> _Exercise requirements_
Please return only the lines from the one holding "Target: person wearing face mask" through the one holding "Target: stone column", exactly as they appear in the records below, both ends included.

(Saved entries)
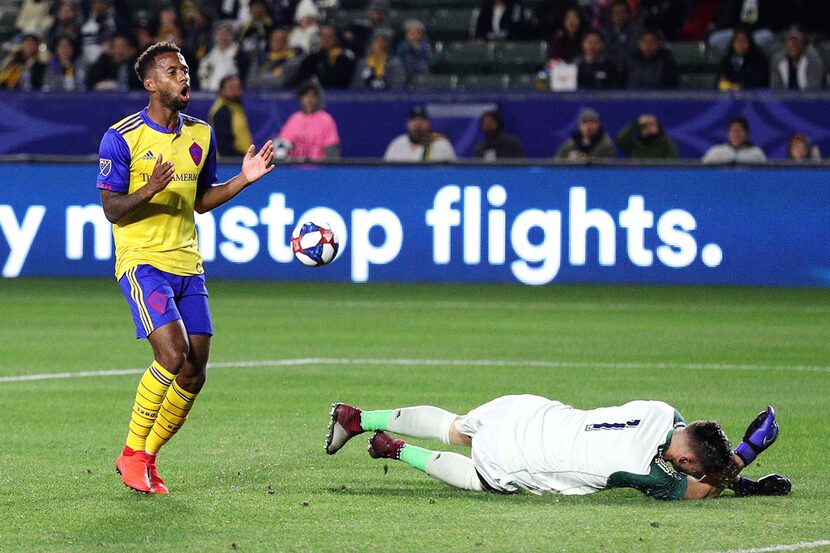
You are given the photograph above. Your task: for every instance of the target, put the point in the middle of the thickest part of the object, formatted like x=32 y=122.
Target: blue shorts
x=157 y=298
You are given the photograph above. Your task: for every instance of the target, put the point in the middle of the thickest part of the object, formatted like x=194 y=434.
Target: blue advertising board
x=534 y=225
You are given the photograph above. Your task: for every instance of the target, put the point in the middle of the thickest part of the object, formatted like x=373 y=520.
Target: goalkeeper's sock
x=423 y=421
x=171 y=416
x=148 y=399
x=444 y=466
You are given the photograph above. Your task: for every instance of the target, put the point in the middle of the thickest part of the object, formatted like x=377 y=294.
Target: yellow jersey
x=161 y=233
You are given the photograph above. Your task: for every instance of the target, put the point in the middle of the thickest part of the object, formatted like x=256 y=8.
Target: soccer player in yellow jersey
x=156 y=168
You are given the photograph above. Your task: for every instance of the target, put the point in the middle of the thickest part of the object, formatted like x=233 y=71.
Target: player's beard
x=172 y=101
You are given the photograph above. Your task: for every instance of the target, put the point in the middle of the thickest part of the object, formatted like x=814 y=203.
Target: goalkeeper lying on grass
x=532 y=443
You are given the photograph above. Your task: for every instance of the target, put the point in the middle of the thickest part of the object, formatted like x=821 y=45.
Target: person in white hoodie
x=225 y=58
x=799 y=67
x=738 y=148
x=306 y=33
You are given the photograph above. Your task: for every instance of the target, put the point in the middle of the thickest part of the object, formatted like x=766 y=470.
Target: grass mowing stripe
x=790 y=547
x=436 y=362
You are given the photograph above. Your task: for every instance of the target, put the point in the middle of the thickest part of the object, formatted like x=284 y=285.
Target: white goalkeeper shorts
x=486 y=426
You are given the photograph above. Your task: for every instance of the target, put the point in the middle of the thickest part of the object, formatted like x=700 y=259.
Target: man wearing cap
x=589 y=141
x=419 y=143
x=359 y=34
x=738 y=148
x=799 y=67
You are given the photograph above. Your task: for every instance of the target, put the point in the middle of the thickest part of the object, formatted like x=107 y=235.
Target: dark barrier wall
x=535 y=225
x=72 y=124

--

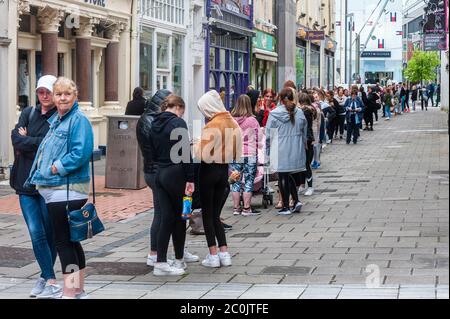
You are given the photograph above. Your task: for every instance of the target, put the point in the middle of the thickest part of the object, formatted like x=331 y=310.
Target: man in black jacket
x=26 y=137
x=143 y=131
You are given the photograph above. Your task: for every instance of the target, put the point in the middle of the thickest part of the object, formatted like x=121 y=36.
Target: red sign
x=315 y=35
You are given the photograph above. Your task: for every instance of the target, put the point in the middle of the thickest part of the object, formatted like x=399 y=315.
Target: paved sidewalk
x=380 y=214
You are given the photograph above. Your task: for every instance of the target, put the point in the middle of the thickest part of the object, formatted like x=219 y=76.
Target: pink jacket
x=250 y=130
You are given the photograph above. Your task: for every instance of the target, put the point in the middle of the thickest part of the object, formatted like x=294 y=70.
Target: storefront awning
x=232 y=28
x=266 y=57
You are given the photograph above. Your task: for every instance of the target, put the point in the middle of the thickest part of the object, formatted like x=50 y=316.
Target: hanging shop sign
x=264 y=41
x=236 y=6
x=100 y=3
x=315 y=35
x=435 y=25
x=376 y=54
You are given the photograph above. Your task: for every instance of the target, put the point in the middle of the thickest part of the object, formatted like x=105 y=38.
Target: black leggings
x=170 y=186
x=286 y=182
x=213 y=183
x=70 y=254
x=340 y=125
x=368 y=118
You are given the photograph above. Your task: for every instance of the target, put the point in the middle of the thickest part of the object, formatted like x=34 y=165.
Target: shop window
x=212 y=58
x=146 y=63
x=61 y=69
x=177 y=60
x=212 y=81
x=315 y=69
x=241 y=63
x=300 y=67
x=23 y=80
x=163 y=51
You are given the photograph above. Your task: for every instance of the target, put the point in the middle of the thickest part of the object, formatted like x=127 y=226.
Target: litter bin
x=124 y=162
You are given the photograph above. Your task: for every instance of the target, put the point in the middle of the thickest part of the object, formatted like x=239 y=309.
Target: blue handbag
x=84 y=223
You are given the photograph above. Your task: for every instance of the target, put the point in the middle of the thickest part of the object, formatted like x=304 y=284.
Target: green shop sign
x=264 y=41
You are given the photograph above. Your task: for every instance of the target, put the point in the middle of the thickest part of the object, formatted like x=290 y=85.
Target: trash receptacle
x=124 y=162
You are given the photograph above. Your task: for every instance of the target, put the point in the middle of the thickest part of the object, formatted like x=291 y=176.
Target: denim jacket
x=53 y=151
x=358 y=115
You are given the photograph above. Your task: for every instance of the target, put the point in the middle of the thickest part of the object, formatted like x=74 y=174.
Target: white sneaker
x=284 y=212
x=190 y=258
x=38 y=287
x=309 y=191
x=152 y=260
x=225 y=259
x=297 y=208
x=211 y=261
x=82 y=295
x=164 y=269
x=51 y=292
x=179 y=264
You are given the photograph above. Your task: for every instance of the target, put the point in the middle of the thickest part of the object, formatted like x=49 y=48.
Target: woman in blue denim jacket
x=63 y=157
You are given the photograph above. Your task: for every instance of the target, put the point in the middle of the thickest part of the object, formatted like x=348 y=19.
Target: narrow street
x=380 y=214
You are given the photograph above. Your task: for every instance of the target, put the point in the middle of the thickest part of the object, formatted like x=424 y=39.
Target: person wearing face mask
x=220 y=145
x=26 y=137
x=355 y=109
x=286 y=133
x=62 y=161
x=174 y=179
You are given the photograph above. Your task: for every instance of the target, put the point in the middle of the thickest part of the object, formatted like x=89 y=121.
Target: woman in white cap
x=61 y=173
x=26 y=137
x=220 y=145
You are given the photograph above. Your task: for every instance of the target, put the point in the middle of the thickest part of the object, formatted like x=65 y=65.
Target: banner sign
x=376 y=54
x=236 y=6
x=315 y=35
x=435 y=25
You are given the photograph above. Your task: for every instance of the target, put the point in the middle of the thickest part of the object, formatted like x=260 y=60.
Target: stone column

> _Task answer_
Target: person wearing face mask
x=220 y=145
x=26 y=137
x=355 y=109
x=286 y=133
x=62 y=161
x=174 y=179
You are given the photograph above. Your task: for every instance of the target, put the point in the middle of the thickest part of the object, formatted like x=89 y=121.
Target: woman in white cap
x=61 y=173
x=26 y=137
x=220 y=145
You are given the photograph above. Your task: for every instance of the target, put the point in the middle of the thickest part of the object, formatted like x=65 y=65.
Target: banner sign
x=376 y=54
x=236 y=6
x=315 y=35
x=435 y=25
You are given the photograph above. Your task: for every instance of the target, put the point in the middle of the thickest part of the object, formatted like x=260 y=60.
Target: stone column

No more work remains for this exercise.